__EXTRACT PROVIDED__
# # #

Maybe the first question is just, Joel, on your prepared remarks. If I understood correctly, you're looking for EBITDA growth once again to -- or EBITDA to grow once again in 2022 versus 2021. As you take a look at the business, where are the largest sources of growth there? And then how are you thinking about kind of refinery margins in 2022 versus 2021, given that was off to a relatively good start?

Joel MacLeod

executive
#7

Rob, good question. I would say, continuing to debottleneck the refinery. Obviously, margins have improved. I would say, we're trying to not get ahead of ourselves, but where margins are today versus where our budget is definitely ahead. So where is the growth coming from? I'd say, it's increased throughput at Prince George, slightly higher margins. And then in general, just more volume at our facilities. And even the Pipestone asset, as we mentioned in the opening remarks, the exact percentage was kind of 30% increase Q4 versus Q4. So as we started off early 2021, we're going to start off at 99, 100-ish million cubic feet a day. So we're just going to start off the year better, which is going to result in even from Pipestone for the full year more related cash flow as well. And then we are seeing more volumes at our other facilities, and then we are planning to deploy today roughly $30 million of capital at, I'd say, 3-ish year payouts or less. So all those pieces, I would say, our goal would be to have 10-ish percent growth in the year on adjusted EBITDA. And then the big project that I'm sure we'll get a question -- we do have daily, is on the Pipestone expansion, more work to do, but that would be the one bogey over the next couple of weeks to a couple of months as to determining capital costs, confirming customer support and potentially moving forward with a full financing plan.

# # #

__GIVEN TASK__
In the earnings call exchange, restate the passage from "Maybe the first" to "relatively good start?" with "refinery margins" swapped for "processing margins".

# # #

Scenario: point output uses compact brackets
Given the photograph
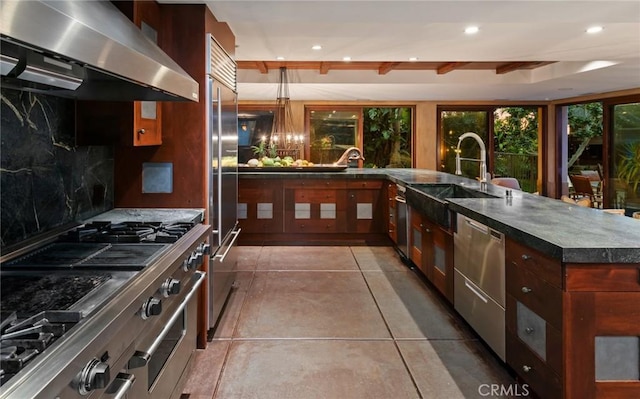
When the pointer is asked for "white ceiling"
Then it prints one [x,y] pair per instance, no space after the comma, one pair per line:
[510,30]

# # #

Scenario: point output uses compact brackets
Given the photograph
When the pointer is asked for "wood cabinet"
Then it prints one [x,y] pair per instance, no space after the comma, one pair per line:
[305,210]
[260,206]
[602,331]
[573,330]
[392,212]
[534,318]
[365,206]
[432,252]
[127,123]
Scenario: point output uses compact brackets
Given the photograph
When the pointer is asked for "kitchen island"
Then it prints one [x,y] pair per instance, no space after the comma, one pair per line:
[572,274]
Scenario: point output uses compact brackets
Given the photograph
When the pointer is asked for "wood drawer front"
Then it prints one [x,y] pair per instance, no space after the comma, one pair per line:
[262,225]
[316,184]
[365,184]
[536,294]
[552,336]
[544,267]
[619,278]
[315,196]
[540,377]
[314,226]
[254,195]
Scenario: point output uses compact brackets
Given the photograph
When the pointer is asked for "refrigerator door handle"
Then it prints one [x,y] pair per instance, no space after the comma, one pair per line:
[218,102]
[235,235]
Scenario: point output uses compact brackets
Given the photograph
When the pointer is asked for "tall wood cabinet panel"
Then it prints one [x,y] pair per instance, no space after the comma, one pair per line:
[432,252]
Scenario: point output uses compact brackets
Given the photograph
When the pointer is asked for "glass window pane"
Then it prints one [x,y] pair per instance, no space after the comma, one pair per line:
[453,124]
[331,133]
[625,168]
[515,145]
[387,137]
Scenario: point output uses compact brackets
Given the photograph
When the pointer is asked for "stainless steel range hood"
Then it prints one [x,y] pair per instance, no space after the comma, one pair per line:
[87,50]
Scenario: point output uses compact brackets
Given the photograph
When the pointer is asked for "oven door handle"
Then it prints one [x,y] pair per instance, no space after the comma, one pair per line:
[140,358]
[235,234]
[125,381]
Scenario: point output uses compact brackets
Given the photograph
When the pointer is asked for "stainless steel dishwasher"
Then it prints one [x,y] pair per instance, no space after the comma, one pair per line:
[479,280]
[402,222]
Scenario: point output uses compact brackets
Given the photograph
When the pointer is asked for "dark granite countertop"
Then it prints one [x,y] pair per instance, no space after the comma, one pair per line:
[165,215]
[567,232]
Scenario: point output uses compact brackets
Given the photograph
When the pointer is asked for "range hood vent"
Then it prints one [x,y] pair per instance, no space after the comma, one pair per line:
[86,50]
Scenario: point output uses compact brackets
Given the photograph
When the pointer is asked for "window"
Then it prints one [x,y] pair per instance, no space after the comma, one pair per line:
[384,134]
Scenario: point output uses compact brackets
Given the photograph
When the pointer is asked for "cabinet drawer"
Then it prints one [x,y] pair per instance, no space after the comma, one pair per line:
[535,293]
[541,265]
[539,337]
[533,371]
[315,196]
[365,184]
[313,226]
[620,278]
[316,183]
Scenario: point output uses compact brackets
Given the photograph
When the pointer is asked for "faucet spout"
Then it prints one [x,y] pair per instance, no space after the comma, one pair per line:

# # #

__RESPONSE TO THIS TASK__
Maybe the first question is just, Joel, on your prepared remarks. If I understood correctly, you're looking for EBITDA growth once again to -- or EBITDA to grow once again in 2022 versus 2021. As you take a look at the business, where are the largest sources of growth there? And then how are you thinking about kind of processing margins in 2022 versus 2021, given that was off to a relatively good start?